## Goal of the exercise
Report every line of the material that contains the string "foliage", copying each line in full.

Excerpts from point annotation data:
********************

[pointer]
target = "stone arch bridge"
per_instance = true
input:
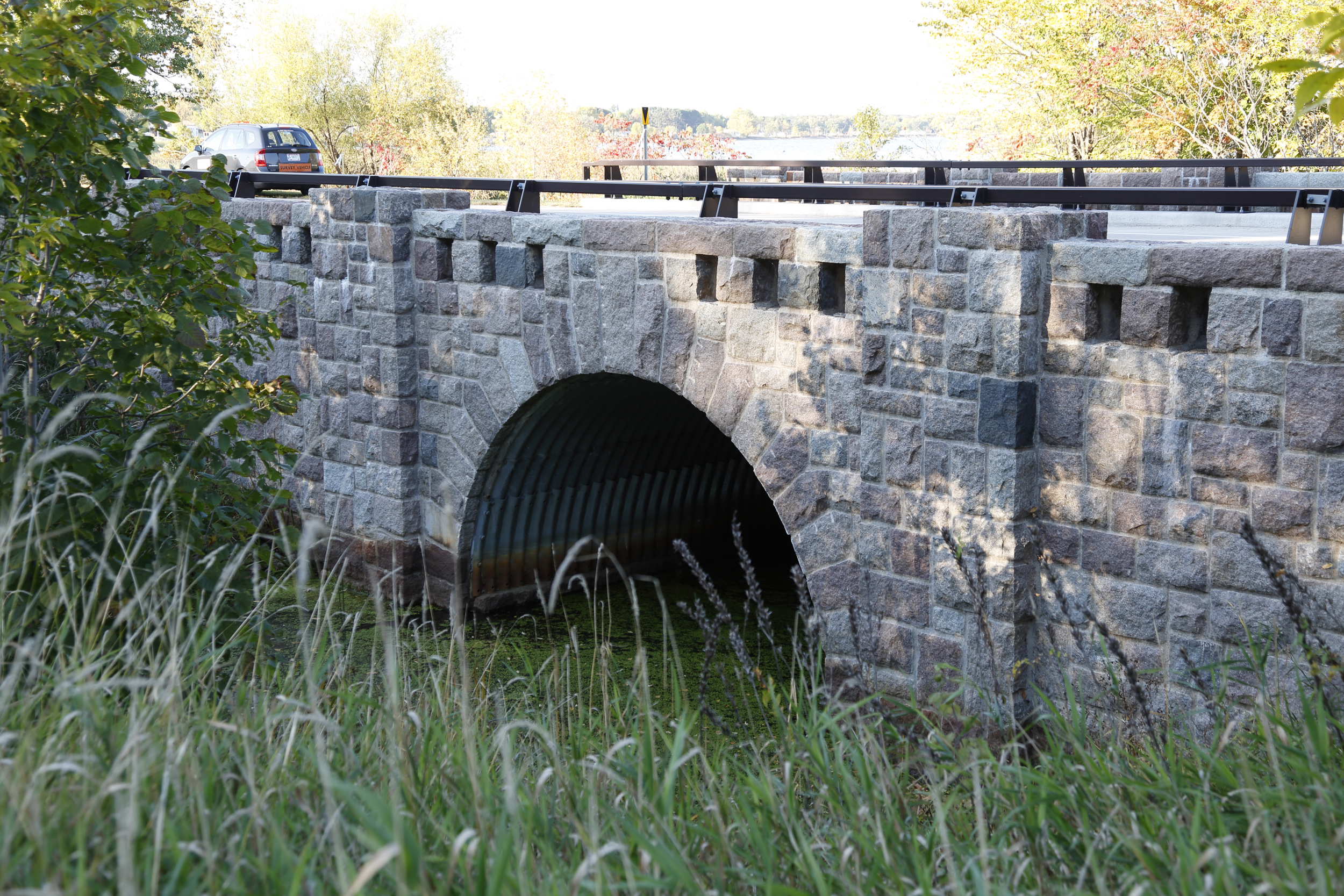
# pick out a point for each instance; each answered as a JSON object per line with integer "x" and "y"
{"x": 482, "y": 388}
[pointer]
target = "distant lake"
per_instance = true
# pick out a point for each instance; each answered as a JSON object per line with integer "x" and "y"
{"x": 916, "y": 146}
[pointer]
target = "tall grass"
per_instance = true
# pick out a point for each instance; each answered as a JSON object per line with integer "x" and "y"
{"x": 152, "y": 741}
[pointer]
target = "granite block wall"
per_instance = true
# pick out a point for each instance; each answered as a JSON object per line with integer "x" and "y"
{"x": 972, "y": 371}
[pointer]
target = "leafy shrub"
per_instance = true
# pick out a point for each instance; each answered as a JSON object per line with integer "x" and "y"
{"x": 130, "y": 295}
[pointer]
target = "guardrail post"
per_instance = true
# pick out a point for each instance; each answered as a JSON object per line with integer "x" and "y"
{"x": 611, "y": 173}
{"x": 523, "y": 199}
{"x": 242, "y": 184}
{"x": 718, "y": 202}
{"x": 1073, "y": 176}
{"x": 1332, "y": 225}
{"x": 1300, "y": 226}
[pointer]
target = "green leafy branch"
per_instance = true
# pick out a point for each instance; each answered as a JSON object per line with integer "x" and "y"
{"x": 1319, "y": 89}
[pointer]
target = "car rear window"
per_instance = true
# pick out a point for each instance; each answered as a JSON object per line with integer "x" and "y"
{"x": 287, "y": 138}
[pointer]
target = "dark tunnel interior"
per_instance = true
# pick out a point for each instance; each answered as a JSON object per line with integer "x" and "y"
{"x": 624, "y": 460}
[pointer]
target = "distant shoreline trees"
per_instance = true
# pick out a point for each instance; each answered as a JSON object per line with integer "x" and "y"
{"x": 1132, "y": 78}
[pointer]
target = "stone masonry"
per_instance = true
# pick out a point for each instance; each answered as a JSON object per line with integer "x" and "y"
{"x": 979, "y": 370}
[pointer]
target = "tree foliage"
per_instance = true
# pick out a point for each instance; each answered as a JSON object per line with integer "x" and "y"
{"x": 871, "y": 136}
{"x": 1319, "y": 88}
{"x": 375, "y": 90}
{"x": 124, "y": 326}
{"x": 1182, "y": 78}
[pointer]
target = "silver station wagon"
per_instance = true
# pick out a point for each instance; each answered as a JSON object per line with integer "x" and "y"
{"x": 276, "y": 148}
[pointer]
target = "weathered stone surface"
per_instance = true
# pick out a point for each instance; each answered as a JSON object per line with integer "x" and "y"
{"x": 762, "y": 241}
{"x": 1281, "y": 511}
{"x": 1139, "y": 516}
{"x": 949, "y": 420}
{"x": 1113, "y": 449}
{"x": 855, "y": 425}
{"x": 474, "y": 261}
{"x": 912, "y": 237}
{"x": 1152, "y": 316}
{"x": 1319, "y": 269}
{"x": 1324, "y": 329}
{"x": 1256, "y": 375}
{"x": 1234, "y": 320}
{"x": 784, "y": 460}
{"x": 1026, "y": 229}
{"x": 1086, "y": 262}
{"x": 1166, "y": 457}
{"x": 939, "y": 665}
{"x": 1070, "y": 503}
{"x": 1249, "y": 409}
{"x": 1006, "y": 283}
{"x": 1133, "y": 610}
{"x": 939, "y": 291}
{"x": 694, "y": 238}
{"x": 1070, "y": 311}
{"x": 1234, "y": 615}
{"x": 1063, "y": 410}
{"x": 1281, "y": 327}
{"x": 899, "y": 599}
{"x": 1235, "y": 566}
{"x": 620, "y": 234}
{"x": 910, "y": 554}
{"x": 1313, "y": 414}
{"x": 838, "y": 586}
{"x": 1235, "y": 453}
{"x": 1181, "y": 265}
{"x": 966, "y": 227}
{"x": 832, "y": 245}
{"x": 1173, "y": 564}
{"x": 902, "y": 447}
{"x": 877, "y": 237}
{"x": 547, "y": 230}
{"x": 1007, "y": 413}
{"x": 969, "y": 343}
{"x": 882, "y": 295}
{"x": 1199, "y": 386}
{"x": 1331, "y": 512}
{"x": 1108, "y": 554}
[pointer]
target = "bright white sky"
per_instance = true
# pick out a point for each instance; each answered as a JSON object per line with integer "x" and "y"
{"x": 772, "y": 58}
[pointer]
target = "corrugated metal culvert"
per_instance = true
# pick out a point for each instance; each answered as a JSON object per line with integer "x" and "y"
{"x": 624, "y": 460}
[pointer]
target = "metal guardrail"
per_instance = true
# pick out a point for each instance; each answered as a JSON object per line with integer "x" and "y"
{"x": 721, "y": 199}
{"x": 1235, "y": 171}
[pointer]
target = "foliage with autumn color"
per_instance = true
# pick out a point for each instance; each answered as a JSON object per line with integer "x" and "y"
{"x": 619, "y": 140}
{"x": 1175, "y": 78}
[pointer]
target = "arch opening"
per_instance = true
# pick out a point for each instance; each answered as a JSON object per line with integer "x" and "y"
{"x": 617, "y": 457}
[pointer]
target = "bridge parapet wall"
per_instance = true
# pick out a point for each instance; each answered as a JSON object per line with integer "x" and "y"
{"x": 961, "y": 370}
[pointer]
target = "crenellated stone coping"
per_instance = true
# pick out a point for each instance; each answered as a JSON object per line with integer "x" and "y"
{"x": 966, "y": 385}
{"x": 837, "y": 243}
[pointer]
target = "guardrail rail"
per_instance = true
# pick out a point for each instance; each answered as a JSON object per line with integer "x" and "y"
{"x": 719, "y": 199}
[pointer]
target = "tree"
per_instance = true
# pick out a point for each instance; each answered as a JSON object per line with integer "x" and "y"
{"x": 375, "y": 90}
{"x": 1080, "y": 78}
{"x": 871, "y": 136}
{"x": 539, "y": 136}
{"x": 1319, "y": 88}
{"x": 124, "y": 323}
{"x": 742, "y": 123}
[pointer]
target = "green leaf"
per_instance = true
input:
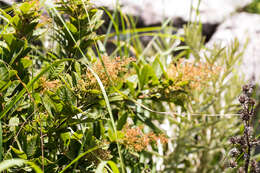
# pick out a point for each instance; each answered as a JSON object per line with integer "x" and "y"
{"x": 122, "y": 121}
{"x": 19, "y": 153}
{"x": 71, "y": 27}
{"x": 77, "y": 68}
{"x": 13, "y": 122}
{"x": 102, "y": 165}
{"x": 18, "y": 162}
{"x": 26, "y": 62}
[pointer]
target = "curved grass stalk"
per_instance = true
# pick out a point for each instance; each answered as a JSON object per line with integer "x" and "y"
{"x": 18, "y": 162}
{"x": 77, "y": 158}
{"x": 29, "y": 85}
{"x": 54, "y": 10}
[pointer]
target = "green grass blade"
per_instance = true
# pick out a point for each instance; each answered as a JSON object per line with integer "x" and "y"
{"x": 1, "y": 141}
{"x": 29, "y": 85}
{"x": 77, "y": 158}
{"x": 18, "y": 162}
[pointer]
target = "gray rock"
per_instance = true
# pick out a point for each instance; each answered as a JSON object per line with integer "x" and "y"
{"x": 242, "y": 26}
{"x": 154, "y": 11}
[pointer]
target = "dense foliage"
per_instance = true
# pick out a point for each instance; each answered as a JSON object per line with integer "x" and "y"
{"x": 68, "y": 106}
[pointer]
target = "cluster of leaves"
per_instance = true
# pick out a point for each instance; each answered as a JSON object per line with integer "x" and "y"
{"x": 253, "y": 7}
{"x": 68, "y": 106}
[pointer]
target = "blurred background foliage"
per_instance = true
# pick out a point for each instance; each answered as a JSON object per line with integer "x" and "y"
{"x": 70, "y": 103}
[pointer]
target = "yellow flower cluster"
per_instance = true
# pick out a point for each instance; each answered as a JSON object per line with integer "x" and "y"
{"x": 47, "y": 85}
{"x": 113, "y": 67}
{"x": 135, "y": 139}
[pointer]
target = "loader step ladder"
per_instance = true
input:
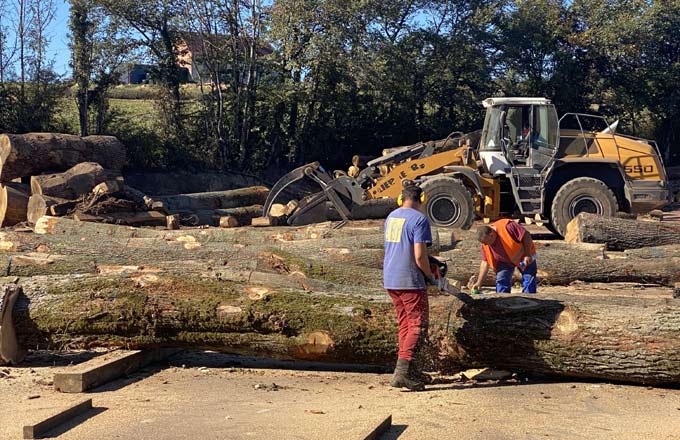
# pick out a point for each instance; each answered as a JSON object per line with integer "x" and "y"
{"x": 527, "y": 187}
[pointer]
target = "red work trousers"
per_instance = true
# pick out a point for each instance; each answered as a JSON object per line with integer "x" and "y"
{"x": 412, "y": 314}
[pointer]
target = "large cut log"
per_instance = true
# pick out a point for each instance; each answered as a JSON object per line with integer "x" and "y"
{"x": 243, "y": 215}
{"x": 256, "y": 195}
{"x": 13, "y": 203}
{"x": 73, "y": 183}
{"x": 592, "y": 335}
{"x": 144, "y": 218}
{"x": 561, "y": 263}
{"x": 621, "y": 234}
{"x": 31, "y": 154}
{"x": 38, "y": 206}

********************

## Answer below
target = "tree foliage"
target = "foliage with autumn color"
target = "dense foliage"
target = "blurred background foliage"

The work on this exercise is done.